[RAW DATA]
begin

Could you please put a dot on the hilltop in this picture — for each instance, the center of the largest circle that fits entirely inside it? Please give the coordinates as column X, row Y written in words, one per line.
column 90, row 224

end
begin

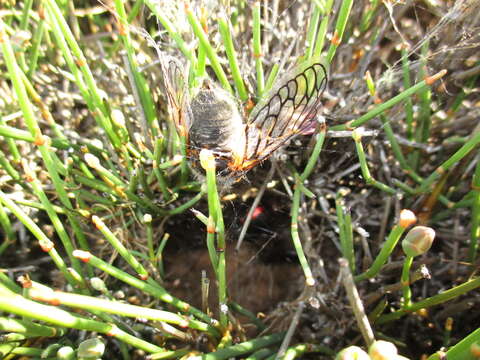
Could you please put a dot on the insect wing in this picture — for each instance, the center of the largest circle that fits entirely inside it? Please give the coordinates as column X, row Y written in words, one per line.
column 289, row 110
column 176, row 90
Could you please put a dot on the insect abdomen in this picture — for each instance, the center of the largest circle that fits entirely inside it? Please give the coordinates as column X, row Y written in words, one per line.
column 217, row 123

end

[SHORT PROBLEM]
Return, without alteration, the lines of the records starting at the line containing "Could you please put a dot on the insect abdomen" and ending at the line containing "column 217, row 123", including both of those lines.

[TASK RESULT]
Could you please put a dot on the insect abdomen in this picture — for each instance, the center of the largest circle that fits entirely inside it? Please give the coordinates as column X, row Y written in words, one per line.
column 217, row 123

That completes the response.